◆ REQUIRED WORK
Please give back, exactly as written, only the line containing "Mark each instance of the running" and every line after it until the data below ends.

[Stored data]
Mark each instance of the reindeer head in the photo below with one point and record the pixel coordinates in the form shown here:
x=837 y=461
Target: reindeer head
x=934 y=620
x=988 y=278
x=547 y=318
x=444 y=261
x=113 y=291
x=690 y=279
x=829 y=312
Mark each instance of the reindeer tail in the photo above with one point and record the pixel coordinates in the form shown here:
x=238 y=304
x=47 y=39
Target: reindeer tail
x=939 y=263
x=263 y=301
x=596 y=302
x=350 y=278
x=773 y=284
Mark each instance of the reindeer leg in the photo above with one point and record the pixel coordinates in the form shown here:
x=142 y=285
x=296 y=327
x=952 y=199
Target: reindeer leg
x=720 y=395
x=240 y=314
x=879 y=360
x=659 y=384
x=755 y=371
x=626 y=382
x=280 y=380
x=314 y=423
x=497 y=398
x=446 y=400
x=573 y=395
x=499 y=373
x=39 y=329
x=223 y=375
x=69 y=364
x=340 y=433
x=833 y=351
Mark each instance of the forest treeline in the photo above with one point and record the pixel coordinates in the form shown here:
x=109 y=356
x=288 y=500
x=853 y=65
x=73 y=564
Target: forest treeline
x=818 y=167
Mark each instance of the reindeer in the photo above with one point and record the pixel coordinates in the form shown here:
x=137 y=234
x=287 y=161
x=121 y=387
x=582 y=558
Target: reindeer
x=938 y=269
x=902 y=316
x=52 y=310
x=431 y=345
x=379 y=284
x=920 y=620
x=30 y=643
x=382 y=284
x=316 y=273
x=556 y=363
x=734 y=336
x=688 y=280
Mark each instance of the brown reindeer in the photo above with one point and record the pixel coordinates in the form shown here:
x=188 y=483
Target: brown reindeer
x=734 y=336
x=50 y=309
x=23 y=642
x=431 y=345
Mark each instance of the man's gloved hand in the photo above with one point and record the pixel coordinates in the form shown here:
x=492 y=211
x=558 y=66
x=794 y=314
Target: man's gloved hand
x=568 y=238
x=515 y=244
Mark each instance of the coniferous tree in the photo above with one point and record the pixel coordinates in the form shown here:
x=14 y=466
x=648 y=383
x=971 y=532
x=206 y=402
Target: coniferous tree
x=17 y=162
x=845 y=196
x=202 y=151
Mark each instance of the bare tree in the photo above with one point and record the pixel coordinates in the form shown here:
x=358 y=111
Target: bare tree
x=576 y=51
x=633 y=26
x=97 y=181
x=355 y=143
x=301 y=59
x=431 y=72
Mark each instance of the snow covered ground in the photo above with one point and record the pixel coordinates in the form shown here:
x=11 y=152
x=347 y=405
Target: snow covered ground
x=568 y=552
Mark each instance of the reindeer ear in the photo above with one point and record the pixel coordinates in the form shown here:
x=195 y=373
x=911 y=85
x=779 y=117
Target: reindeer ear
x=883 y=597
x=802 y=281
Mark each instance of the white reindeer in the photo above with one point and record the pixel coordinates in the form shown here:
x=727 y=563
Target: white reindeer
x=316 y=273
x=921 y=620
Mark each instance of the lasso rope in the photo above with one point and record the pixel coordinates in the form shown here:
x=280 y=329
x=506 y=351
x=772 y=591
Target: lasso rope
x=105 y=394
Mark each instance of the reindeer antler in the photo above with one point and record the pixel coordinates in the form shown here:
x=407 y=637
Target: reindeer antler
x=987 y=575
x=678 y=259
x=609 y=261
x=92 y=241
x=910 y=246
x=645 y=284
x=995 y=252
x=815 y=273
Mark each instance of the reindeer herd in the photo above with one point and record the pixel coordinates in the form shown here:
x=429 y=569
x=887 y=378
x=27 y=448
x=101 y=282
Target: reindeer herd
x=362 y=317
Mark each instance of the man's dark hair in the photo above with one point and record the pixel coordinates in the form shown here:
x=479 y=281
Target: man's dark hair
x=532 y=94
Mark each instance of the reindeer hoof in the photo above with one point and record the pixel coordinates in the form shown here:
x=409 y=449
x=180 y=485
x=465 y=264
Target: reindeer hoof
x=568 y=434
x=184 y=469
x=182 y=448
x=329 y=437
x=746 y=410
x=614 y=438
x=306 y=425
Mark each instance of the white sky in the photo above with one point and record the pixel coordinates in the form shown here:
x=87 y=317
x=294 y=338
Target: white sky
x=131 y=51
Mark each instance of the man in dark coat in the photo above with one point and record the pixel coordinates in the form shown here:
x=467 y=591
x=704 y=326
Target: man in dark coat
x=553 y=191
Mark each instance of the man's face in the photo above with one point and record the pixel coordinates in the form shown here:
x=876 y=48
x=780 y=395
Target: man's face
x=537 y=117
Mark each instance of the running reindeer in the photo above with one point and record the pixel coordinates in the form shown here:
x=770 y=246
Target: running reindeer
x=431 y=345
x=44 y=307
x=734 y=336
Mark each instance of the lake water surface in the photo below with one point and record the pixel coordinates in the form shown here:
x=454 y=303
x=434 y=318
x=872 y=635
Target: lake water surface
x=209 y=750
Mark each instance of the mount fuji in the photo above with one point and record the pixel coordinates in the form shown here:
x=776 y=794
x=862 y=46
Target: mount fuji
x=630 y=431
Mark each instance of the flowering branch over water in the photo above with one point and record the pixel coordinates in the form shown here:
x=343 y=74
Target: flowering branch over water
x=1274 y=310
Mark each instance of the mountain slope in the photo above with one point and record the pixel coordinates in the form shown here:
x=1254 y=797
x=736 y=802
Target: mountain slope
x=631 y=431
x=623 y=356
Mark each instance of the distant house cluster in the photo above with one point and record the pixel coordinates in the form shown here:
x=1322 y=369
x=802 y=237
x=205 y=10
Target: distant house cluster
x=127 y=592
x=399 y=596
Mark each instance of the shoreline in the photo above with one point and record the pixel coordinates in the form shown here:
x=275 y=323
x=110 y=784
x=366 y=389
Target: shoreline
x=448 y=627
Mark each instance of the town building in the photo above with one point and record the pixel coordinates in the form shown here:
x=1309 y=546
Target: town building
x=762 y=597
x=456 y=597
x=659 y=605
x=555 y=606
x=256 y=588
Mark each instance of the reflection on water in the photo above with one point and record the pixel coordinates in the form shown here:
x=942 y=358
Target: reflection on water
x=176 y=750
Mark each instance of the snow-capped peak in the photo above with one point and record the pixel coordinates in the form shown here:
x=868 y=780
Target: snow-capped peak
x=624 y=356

◆ THE COMPLETED TASK
Mark each instance of the running reindeer in the photo above with one point and record the pixel coordinates in the form shown here:
x=770 y=246
Target: running reindeer
x=431 y=345
x=44 y=307
x=734 y=336
Mark each instance of the lake water surface in the photo below with one point and record the pixel coordinates in the form shown here:
x=454 y=303
x=434 y=318
x=872 y=635
Target: lake water surface
x=209 y=750
Mark each instance of the mount fuji in the photo above with one point and record the pixel coordinates in the form shown here:
x=776 y=794
x=862 y=46
Target: mount fuji
x=630 y=431
Mark each instance of the flowering branch over water in the photo above with one point and record the pixel coordinates in the form shown here:
x=343 y=74
Target: flowering branch over water
x=1274 y=310
Mark each instance of the mountain slope in the photo above with one point and record the pixel coordinates in the form shown here:
x=1254 y=797
x=736 y=802
Target: mountain slope
x=631 y=431
x=623 y=356
Mark each instance of the distant house cluster in the photo above with one point and record the pixel coordinates in the form shown here:
x=1322 y=369
x=802 y=237
x=205 y=10
Target: distant house cluster
x=127 y=592
x=399 y=596
Mark each instance of the shoreline in the photo above with one point and record the pixel coordinates in the form shown here:
x=275 y=323
x=110 y=784
x=366 y=389
Target: shoreline
x=448 y=627
Mark each instance of the town building in the photo above with one point and record the pixel coordinates in the form shown here:
x=1309 y=546
Target: town building
x=762 y=597
x=456 y=597
x=659 y=605
x=555 y=606
x=256 y=588
Mark each instance of the reflection on water in the photo above with one point and record the pixel coordinates in the form shown here:
x=942 y=358
Target: reflection on water
x=176 y=750
Mark each instance of the snow-capped peak in the photo above with one point and record the pixel coordinates in the form shown here:
x=868 y=780
Target: snow-capped peak
x=624 y=356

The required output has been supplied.